WORK TO COMPLETE: Reproduce every one of the records below word for word, in the order they appear.

• • • • •

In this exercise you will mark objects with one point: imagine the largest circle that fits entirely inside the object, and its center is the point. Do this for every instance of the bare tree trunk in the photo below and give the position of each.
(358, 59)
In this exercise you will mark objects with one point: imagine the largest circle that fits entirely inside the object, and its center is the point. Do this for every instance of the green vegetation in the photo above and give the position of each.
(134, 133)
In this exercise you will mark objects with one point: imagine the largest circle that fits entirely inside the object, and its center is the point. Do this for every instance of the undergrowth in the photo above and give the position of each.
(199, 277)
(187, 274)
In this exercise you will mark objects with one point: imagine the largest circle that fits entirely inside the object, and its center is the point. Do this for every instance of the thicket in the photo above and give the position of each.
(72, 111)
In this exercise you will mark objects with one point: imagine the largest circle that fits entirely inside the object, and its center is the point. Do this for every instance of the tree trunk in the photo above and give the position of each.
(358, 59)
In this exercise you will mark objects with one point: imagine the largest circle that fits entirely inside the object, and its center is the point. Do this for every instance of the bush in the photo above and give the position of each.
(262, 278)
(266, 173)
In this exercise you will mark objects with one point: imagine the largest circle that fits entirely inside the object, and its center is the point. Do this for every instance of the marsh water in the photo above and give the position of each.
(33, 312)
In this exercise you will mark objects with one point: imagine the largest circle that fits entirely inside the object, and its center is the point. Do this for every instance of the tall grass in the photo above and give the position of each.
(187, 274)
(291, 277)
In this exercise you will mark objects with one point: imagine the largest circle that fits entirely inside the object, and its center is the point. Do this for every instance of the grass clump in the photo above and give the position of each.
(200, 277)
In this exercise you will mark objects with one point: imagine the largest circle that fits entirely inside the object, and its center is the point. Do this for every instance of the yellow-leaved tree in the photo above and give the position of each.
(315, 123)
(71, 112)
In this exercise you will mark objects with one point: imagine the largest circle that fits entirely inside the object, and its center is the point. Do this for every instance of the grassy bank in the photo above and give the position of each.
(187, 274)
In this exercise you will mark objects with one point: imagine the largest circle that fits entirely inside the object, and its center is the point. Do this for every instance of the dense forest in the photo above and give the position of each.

• • • • •

EXERCISE RESPONSE:
In this exercise you will mark objects with one point: imagine the largest circle that fits entirely inside the object, and its center is the point. Do this for every instance of the bare tree trunk in the photo below and give the position of each.
(358, 59)
In this exercise you will mark objects with one point: imagine the largest circle that fits entirely inside the object, and its center is the point. Do this for every instance of the green vegetation in the photo above and give the position of each.
(134, 133)
In this exercise you will mark objects with one point: imagine the largest circle that fits entirely inside the object, and its center is the point. Do this for every instance of the undergrowth in the photo above and give the position of each.
(199, 277)
(187, 274)
In this exercise you will mark objects with one point: imagine the largest circle that fits entirely inside the object, and its center is the point. Do this for every instance of the thicket in the photo above and give the position of each.
(72, 111)
In this exercise you will mark objects with one point: imagine the largest circle that fits entirely inside the object, and its center is the point. Do this for every instance of the tree trunk in the photo above and give the position of each.
(358, 59)
In this exercise you will mark objects with one point: imagine the largest circle that fits entirely inside the object, and its center is the point. Do this for every instance of the bush in the photo above and give the position of each.
(262, 278)
(266, 173)
In this exercise you will mark objects with one point: imagine the largest circle that fits entirely inside the object, and its center is the point. Do this for every instance of the marsh water in the photo above and give the position of each.
(33, 312)
In this exercise you will mark objects with one point: imagine the largest circle that fits entirely inside the object, and its center is the point. Do this for every instance of the tall grass in the photo above and give the position of each.
(187, 274)
(291, 277)
In this exercise you will mark objects with one point: imagine the largest circle that fits entirely inside the object, and its center is the point. Do this for every instance of the grass clump in the photo above and give the position of each.
(200, 277)
In this exercise you will mark objects with one point: imagine the largest circle that fits entirely inside the object, and its center is the point. Do this for every instance of the yellow-leaved tree in the photo above and give the position of each.
(315, 123)
(71, 112)
In this exercise you will mark objects with one point: imagine the largest circle that fits entirely inside the object, and its center is the point. Do this for every instance of the grassy bank in the photo above and give the position of each.
(187, 274)
In this exercise you will mark objects with one point: imagine the largest circle that fits entirely inside the object, and its center is the point. Do this for every instance of the dense forest in the photo above and give the position of each.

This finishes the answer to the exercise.